> **SUPPLIED PASSAGE**
Sorry for the rant. At least I refrained from adding “Bats in the Belfry” to my title for this post. There are plenty of more interesting kinds of supernatural phenomena than astrology, which may not even count as supernatural to most folks. And even though I don’t have any desire to experience any of them personally, from time to time my imagination gets to work, and I write stories with anything from demons trapped in gargoyles (does fantasy count as uncanny?) to ghosts in your otherwise pretty much ordinary cellar.
Since Jean Roberta mentioned her excellent ghost story appearing in the Haunted Hearths anthology, I thought I’d dare to share a bit of mine, too, one of those prosaic ghosts-in-the-cellar types with some history thrown in. (It was recently reprinted in Haunting Muses, edited by Doreen Perrine.)
Here are a couple of spoilers, since they’re not explicitly revealed until later in the story and you won’t see them:
1. Emmaline had run away long ago from a hidden polygamy compound in Utah, and now she’s made a life for herself with Sigri, a horse rancher in Montana.
2. There was an old story in the area about two young brothers, staying in the dugout (now the root cellar) on their way to Canada, who had got out okay and moved along when most of the place caved in.
3. Emmaline found two cut-off rings in the box with the faded coils of hair, and had her own ideas about who those “brothers” were and who might have been pursuing them.
Spirit Horse Ranch
Someone was behind her.
Emmaline, deep in the root cellar, hadn’t heard Sigri’s truck pull in or Chinook bark a welcome, but the sense of a presence was unmistakable. It had to be Sigri, or the dog would’ve sounded a warning. Sigri could sneak up on grazing elk, when the wind was right; even if Emmaline hadn’t been hammering at shelves for her preserves, she might have missed any sounds. She’d been humming, too, immersed in the joy of working among provisions of her own raising. Not that she wasn’t always, on some level, listening for Sigri every bit as intently as the dog did.

> **DATA RECORDS**
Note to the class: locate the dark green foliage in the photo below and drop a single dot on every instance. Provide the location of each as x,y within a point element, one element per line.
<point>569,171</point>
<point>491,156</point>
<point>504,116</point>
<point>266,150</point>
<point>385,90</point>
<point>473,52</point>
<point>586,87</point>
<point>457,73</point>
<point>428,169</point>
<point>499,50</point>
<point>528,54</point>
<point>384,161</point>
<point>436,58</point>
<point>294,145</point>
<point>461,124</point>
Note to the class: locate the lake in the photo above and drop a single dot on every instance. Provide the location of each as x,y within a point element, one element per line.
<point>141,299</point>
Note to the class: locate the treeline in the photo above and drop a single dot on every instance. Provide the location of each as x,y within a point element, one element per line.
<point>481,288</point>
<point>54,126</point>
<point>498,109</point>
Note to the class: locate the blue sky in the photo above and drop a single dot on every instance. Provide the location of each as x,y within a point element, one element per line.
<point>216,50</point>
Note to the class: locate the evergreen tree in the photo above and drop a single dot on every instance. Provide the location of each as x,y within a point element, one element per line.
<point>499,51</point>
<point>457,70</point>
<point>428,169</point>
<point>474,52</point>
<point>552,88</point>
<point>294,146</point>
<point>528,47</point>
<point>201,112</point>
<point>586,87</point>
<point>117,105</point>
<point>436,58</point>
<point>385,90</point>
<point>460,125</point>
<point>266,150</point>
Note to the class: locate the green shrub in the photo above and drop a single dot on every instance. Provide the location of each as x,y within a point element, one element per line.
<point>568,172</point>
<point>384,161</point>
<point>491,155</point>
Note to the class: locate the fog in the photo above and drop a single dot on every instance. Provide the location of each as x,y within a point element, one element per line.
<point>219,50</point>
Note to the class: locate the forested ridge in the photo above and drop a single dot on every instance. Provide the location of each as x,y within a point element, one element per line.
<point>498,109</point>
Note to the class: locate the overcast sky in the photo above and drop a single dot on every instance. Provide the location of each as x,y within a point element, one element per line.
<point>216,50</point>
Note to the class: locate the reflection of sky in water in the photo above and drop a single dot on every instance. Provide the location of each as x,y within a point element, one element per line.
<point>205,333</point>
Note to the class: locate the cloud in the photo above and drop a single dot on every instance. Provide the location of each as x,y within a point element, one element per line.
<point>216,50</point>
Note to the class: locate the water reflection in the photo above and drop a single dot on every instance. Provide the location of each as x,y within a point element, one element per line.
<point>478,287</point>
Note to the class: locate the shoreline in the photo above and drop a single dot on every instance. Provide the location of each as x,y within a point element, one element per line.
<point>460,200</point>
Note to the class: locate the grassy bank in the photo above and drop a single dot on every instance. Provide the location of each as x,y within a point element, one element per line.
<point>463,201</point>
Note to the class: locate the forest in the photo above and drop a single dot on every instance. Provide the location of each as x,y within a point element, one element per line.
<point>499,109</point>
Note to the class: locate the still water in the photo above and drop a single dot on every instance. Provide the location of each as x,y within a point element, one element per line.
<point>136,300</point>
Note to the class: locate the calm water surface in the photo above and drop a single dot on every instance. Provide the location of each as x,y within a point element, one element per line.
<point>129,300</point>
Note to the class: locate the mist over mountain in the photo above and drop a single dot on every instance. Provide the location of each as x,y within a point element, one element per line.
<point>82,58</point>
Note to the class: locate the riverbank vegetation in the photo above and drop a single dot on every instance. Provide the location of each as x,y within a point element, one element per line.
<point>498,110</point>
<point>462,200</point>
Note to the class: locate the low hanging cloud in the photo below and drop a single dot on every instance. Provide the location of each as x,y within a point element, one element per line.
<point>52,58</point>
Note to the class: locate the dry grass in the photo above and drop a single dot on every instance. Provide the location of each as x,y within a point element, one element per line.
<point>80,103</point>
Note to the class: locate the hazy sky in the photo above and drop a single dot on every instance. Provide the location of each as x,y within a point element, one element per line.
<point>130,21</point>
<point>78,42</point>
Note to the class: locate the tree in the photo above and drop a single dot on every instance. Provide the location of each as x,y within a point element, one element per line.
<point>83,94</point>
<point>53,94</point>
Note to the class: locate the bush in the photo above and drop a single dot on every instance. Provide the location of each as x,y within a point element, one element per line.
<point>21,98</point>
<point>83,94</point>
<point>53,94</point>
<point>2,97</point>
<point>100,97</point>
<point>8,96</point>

> **EXERCISES TO COMPLETE**
A. In the post, where had Emmaline run away from long ago?
B. Rewrite the post from "3. Emmaline found" up to and including "been pursuing them.", putting "lockets" in place of "rings".

> **TASK RESULTS**
A. A hidden polygamy compound in Utah.

B.
3. Emmaline found two cut-off lockets in the box with the faded coils of hair, and had her own ideas about who those “brothers” were and who might have been pursuing them.